- Aim:
Can you convert the material into a two-column CSV with the columns text and answer, one row per item, putting each field in double quotes and turning its line breaks into spaces? Begin at the line that has "Each instance of the cardboard", stop after the line that has "[[108, 492]]", and include nothing outside that span.

- Extracted records:
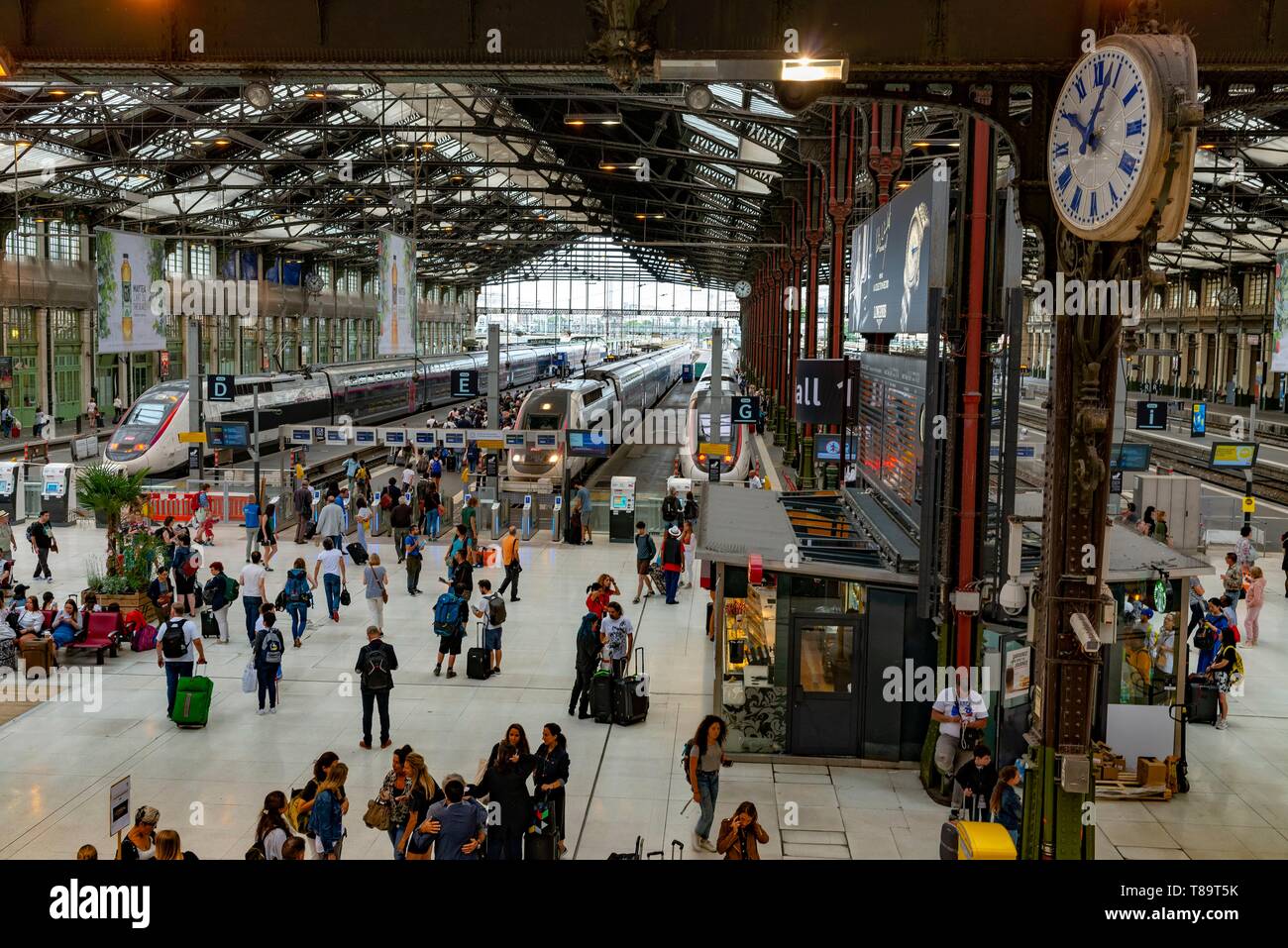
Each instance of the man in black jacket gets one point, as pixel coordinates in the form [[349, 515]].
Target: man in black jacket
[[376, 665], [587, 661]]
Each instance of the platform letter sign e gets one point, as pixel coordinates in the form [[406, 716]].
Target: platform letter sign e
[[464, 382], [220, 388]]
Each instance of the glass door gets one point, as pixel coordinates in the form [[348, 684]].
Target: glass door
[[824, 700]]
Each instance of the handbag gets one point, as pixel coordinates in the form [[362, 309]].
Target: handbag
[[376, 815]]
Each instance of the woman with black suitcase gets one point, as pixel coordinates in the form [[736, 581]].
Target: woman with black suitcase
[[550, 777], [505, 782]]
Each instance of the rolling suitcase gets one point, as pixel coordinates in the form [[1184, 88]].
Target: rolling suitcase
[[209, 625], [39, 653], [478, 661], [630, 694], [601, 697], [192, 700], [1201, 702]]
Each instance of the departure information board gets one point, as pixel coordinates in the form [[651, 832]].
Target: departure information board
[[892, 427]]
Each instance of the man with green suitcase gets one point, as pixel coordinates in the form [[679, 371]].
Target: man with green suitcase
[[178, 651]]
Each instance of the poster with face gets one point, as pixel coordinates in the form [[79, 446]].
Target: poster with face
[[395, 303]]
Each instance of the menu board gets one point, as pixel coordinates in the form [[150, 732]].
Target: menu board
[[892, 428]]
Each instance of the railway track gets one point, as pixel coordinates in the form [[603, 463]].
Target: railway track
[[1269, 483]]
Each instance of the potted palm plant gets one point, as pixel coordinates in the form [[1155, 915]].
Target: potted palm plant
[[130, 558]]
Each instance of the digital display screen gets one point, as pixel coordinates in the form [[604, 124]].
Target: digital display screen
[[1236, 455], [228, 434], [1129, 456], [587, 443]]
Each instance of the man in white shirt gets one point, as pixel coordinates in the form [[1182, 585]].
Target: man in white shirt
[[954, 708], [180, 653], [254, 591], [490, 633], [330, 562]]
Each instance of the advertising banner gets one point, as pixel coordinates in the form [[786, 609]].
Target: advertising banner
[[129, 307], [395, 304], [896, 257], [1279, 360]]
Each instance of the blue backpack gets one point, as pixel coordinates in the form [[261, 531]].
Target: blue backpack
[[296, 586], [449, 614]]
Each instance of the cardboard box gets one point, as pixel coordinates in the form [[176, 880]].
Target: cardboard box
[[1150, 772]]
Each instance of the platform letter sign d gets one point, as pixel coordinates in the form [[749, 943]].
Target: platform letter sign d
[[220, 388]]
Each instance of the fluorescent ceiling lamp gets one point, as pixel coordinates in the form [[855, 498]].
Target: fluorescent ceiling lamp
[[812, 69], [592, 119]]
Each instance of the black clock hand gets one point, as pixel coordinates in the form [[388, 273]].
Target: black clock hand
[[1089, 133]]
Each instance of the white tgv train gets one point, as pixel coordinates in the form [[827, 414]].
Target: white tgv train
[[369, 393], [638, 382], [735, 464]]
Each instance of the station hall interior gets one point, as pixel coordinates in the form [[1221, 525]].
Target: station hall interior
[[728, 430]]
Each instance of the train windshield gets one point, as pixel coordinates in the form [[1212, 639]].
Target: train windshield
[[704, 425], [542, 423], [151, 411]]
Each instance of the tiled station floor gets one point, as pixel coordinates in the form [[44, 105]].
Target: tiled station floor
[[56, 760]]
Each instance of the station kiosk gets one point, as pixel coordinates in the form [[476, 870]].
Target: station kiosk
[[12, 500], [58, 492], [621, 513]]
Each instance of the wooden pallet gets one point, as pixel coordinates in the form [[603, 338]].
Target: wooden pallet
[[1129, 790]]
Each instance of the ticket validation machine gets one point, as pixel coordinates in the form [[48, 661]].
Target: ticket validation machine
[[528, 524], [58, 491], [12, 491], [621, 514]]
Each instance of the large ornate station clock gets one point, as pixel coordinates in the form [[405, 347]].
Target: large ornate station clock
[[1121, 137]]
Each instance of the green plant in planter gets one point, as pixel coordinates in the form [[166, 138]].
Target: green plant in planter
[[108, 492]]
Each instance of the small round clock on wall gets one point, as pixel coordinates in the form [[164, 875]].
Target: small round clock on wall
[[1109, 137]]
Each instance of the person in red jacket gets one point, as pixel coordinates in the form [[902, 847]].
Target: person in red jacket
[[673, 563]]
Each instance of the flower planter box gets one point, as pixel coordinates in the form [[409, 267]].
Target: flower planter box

- Task output:
text,answer
"Each instance of the cardboard box gets one point, as pixel coordinates in the form [[176, 880]]. Target: cardboard box","[[1150, 772]]"
"Each instance of the platform letter sign d gets one point, as pixel coordinates in the form [[749, 943]]. Target: platform letter sign d","[[220, 388]]"
"Each instance of the fluorescent ceiling lamp gets one point, as pixel coordinates in the form [[855, 498]]. Target: fluorescent ceiling lamp","[[812, 69], [592, 119]]"
"Each instance of the black clock hand gets one point, as pixel coordinates in the form [[388, 273]]. Target: black clock hand","[[1089, 133]]"
"Each instance of the white tgv train gets one point, as pixel coordinates in the form [[827, 414]]. Target: white tgv train","[[369, 393], [638, 382], [735, 464]]"
"Each instance of the station hall interior gets one point, as pixel coordinates in the form [[1221, 525]]. Target: station hall interior","[[728, 430]]"
"Each instance of the train windshield gets one point, as pixel coordinates in the form [[1212, 639]]. Target: train windshield","[[704, 425], [542, 423], [151, 411]]"
"Each instance of the tiled station floor gets one point, as pixel coordinates in the form [[44, 105]]. Target: tiled station floor","[[56, 760]]"
"Each instance of the station kiosk gets one point, as pixel coordinates in the form [[476, 870]]. Target: station kiosk","[[12, 500], [58, 492], [621, 513]]"
"Each instance of the wooden pallet gets one point, as pixel coordinates in the form [[603, 338]]. Target: wooden pallet","[[1129, 790]]"
"Each instance of the ticket validation machine gets one point, as pixel coordinates in the form [[48, 661]]. Target: ticket validation machine","[[528, 524], [58, 491], [12, 491], [621, 514]]"
"Each instance of the large ornate station clock gets one point, as pixel coordinates in the form [[405, 347]]. Target: large ornate station clock","[[1121, 137]]"
"Each instance of the green plant in planter gets one point, as pixel coordinates in the form [[166, 138]]. Target: green plant in planter","[[108, 492]]"